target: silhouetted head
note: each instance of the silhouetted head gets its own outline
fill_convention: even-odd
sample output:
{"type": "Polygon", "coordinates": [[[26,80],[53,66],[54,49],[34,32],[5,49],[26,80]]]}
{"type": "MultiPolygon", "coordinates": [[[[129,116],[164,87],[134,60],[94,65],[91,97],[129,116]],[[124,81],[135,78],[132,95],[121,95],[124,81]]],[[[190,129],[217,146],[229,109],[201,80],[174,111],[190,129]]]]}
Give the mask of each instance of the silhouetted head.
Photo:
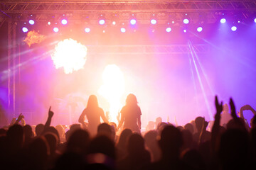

──────────────────────────────

Task instructions
Reproduce the listing above with every "silhouetted head" switched to "shadowed head" and nothing else altered, omitting the picture.

The completed task
target: shadowed head
note: each instance of the shadowed head gets its own outline
fill_convention: even-odd
sample output:
{"type": "Polygon", "coordinates": [[[26,80],[53,66],[54,49],[34,32],[5,49],[26,80]]]}
{"type": "MultiPolygon", "coordinates": [[[[129,116],[164,87],[134,60],[94,65],[91,97],[129,116]],[[124,81],[135,78],[132,95],[121,95],[124,81]]],[[[190,129],[217,146],[229,109],[201,80],[174,111],[190,129]]]]}
Give the mask of each instance of the shadowed head.
Photo:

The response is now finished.